Work order>
In the entries below, find the line with "[indicate] metal railing" and the line with "[indicate] rocky mountain"; give again those lines and every line between them, exactly.

***** Supplied records

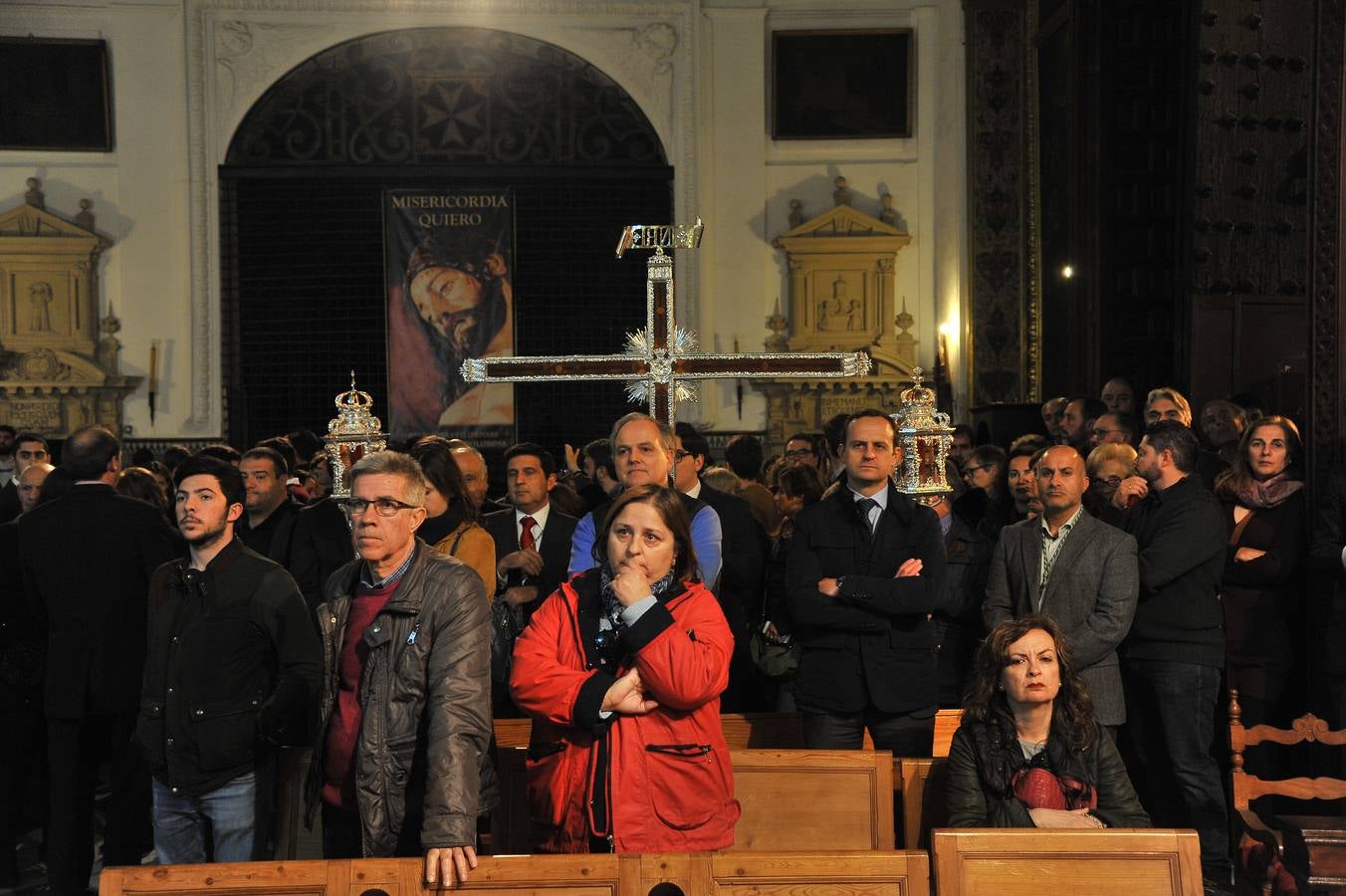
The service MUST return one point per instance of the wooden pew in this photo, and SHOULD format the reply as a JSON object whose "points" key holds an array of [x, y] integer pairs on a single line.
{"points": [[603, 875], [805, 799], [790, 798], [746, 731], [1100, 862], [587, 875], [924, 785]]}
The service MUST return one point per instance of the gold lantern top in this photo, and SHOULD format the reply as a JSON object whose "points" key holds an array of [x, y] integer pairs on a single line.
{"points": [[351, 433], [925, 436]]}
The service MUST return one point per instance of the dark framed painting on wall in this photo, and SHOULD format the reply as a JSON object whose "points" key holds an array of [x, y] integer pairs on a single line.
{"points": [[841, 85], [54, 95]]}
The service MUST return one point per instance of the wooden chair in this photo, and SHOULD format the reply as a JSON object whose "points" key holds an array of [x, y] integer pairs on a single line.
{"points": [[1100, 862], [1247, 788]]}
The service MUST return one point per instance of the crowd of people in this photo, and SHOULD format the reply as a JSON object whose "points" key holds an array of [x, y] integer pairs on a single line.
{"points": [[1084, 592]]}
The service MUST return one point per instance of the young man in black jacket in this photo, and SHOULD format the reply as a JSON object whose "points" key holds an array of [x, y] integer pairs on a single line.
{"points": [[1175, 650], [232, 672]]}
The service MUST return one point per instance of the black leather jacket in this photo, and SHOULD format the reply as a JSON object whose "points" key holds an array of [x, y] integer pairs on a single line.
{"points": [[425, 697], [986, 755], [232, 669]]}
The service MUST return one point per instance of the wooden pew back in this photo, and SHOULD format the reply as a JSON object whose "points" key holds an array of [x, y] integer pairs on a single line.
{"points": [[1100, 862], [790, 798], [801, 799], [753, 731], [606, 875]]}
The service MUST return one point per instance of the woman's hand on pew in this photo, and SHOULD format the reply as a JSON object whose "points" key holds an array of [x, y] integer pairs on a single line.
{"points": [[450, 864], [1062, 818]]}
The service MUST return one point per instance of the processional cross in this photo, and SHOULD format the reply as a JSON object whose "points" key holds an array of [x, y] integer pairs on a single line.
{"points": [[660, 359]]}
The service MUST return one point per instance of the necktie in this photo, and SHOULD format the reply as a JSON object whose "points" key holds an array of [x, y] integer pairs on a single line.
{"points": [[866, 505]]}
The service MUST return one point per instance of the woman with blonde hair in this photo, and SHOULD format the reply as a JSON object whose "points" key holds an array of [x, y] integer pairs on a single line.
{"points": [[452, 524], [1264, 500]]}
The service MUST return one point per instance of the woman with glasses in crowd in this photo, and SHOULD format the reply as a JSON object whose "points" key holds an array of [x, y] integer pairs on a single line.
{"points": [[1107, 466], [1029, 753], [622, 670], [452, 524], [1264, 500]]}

**********
***** Supplied records

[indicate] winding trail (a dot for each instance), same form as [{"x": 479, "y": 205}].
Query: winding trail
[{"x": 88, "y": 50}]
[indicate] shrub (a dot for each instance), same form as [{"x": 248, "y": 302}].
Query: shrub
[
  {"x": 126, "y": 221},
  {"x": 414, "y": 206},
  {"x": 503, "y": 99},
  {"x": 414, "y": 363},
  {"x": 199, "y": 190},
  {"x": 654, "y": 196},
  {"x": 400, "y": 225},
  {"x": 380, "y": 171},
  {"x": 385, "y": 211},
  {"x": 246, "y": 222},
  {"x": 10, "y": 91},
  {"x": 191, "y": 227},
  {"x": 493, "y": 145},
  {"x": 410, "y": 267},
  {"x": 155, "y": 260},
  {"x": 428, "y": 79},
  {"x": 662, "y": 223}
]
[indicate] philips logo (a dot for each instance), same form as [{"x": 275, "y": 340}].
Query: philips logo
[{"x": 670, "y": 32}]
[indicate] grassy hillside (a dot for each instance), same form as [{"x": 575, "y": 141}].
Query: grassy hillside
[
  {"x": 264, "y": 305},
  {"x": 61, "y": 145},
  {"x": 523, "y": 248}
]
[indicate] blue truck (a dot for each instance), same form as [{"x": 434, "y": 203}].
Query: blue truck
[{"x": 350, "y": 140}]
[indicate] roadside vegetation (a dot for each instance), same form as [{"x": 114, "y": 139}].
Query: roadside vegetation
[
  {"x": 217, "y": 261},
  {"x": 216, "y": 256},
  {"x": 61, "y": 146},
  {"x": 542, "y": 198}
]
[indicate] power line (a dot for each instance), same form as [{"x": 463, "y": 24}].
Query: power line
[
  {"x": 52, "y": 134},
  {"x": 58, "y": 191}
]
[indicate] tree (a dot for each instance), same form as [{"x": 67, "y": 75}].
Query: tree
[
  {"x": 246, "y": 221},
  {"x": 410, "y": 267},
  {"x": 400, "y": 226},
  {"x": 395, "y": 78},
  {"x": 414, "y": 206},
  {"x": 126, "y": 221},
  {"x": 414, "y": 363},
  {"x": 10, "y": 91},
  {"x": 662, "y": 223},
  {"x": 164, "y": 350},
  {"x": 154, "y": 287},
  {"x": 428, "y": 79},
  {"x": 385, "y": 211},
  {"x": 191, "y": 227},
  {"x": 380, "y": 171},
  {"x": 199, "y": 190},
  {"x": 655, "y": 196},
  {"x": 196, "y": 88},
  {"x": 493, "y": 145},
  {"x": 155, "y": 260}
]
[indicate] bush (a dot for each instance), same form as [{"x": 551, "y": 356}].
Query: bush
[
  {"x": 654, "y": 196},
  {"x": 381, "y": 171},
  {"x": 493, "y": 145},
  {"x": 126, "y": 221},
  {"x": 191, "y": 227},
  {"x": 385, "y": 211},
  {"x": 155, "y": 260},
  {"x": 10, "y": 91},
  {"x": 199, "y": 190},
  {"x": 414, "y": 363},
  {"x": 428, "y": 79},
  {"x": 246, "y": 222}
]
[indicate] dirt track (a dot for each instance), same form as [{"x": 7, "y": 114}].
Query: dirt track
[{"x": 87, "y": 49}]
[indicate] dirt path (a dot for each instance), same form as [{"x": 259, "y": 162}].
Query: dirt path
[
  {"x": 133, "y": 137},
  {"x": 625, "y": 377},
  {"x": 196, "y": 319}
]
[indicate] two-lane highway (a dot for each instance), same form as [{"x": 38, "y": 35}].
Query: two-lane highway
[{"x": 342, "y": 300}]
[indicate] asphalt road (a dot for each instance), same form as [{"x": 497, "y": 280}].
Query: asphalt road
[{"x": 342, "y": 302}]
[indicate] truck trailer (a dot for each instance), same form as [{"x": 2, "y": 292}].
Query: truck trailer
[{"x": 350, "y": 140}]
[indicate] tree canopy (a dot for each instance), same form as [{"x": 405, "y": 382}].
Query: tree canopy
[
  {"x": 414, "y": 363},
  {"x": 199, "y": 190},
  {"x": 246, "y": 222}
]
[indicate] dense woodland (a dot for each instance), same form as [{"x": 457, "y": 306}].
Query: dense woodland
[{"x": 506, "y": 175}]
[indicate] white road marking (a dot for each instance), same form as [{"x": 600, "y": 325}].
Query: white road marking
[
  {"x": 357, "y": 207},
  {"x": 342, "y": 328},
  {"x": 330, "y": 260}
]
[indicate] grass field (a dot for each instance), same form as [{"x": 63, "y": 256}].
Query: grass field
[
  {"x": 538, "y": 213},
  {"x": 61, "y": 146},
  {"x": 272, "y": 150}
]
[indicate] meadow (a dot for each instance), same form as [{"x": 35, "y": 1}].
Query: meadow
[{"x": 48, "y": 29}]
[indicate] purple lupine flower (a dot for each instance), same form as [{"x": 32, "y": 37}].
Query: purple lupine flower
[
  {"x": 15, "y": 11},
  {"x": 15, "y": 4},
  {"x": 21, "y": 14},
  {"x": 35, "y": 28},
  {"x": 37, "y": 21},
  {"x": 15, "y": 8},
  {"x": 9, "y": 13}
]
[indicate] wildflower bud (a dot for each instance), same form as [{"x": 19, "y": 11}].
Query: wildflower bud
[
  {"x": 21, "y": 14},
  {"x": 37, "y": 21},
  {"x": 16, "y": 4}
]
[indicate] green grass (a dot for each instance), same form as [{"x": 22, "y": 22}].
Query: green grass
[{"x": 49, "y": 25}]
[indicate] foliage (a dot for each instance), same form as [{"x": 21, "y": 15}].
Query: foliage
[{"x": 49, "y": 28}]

**********
***** Supplied records

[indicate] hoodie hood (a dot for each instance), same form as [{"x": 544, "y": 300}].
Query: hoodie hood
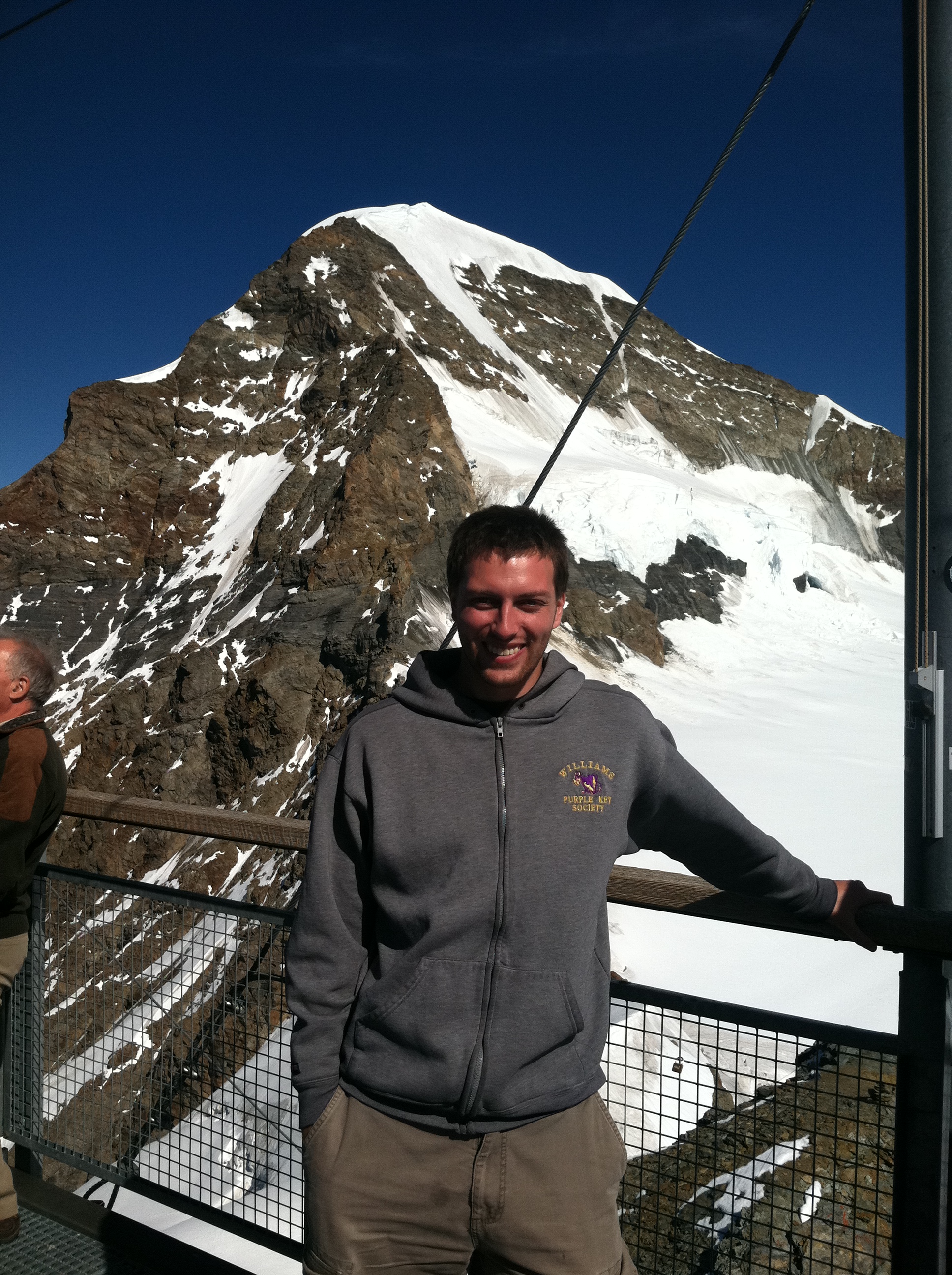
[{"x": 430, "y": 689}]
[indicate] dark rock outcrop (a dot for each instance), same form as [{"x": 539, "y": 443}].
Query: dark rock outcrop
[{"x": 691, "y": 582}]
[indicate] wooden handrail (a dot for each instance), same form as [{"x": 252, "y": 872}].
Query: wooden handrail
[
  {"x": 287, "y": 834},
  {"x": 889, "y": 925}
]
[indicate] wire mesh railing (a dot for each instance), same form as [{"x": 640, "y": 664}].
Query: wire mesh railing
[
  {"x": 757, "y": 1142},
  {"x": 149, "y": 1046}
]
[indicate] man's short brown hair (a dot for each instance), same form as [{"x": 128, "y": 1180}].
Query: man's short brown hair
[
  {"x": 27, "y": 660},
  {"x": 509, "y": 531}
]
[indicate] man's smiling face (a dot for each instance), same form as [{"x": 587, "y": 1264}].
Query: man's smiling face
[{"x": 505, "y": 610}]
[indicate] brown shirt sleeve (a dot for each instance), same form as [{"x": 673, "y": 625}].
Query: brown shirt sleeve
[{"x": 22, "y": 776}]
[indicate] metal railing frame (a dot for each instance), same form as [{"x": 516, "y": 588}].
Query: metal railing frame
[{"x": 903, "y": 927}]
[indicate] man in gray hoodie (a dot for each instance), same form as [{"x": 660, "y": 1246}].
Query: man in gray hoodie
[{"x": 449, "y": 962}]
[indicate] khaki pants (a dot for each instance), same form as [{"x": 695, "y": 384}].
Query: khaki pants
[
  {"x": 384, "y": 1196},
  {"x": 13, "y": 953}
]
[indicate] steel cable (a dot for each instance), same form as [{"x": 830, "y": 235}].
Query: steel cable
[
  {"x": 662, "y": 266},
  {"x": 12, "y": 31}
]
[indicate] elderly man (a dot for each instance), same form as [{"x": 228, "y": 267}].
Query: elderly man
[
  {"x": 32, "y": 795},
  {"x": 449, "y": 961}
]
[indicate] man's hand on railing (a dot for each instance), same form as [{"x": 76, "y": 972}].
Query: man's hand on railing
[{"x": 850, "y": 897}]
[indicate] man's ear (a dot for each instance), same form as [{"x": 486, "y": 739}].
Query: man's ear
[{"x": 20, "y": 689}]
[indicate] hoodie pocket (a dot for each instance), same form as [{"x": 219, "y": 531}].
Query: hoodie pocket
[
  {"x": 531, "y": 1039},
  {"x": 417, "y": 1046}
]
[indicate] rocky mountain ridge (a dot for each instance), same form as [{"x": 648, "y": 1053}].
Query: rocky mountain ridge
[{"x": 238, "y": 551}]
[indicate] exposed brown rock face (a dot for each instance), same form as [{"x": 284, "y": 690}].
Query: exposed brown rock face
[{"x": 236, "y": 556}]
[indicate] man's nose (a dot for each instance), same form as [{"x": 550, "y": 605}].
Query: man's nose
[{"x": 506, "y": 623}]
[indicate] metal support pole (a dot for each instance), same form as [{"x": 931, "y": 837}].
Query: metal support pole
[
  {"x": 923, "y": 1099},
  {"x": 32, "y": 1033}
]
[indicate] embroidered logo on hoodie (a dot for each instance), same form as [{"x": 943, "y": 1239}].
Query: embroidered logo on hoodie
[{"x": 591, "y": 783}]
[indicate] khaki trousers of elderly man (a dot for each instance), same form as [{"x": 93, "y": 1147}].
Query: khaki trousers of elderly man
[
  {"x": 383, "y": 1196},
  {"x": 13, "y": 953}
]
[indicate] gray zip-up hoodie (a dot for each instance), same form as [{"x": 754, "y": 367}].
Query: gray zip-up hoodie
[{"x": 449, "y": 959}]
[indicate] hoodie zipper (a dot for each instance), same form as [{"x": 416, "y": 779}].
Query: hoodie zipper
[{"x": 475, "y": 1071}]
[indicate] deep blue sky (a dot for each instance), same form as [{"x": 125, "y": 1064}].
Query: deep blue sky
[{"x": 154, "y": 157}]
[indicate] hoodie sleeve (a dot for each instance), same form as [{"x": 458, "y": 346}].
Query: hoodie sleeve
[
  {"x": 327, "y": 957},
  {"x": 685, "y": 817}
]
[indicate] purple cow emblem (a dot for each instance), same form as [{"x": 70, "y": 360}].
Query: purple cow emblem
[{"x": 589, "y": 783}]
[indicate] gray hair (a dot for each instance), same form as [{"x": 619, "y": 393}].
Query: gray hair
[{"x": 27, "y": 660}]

**********

Solution to the exercise>
[indicate] metal railing frame (a dot for each instance), same form as [{"x": 516, "y": 588}].
Query: metal railing frame
[{"x": 903, "y": 927}]
[indicate] man in gray hoodie (a dot for each instance), same form as [{"x": 660, "y": 1246}].
Query: man in gray hoodie
[{"x": 449, "y": 962}]
[indicate] khaki pants (a dot for each instance), same form as [{"x": 695, "y": 384}].
Query: khaki pants
[
  {"x": 384, "y": 1196},
  {"x": 13, "y": 953}
]
[indicate] steel cable (a dot for each instance), same form as [{"x": 830, "y": 235}].
Query: steel cable
[
  {"x": 662, "y": 266},
  {"x": 12, "y": 31}
]
[indicate] elderly man (a dot for each instance), same form as [{"x": 228, "y": 267}].
Query: elderly man
[
  {"x": 32, "y": 795},
  {"x": 449, "y": 961}
]
[indicate] man's hand on railing (a dot for each instance), same form as [{"x": 76, "y": 972}].
Query: man's hand on railing
[{"x": 850, "y": 897}]
[indicate] man's ear (a dot for each instance), same form as [{"x": 486, "y": 739}].
Query: man's ear
[{"x": 20, "y": 689}]
[indicate] hoodie pocket (a dot for each instance), same form as [{"x": 219, "y": 531}].
Query: hoodie pocket
[
  {"x": 531, "y": 1039},
  {"x": 417, "y": 1046}
]
[indicate] rocky mountain ridge (a dot for each instance), same form as [{"x": 648, "y": 1053}].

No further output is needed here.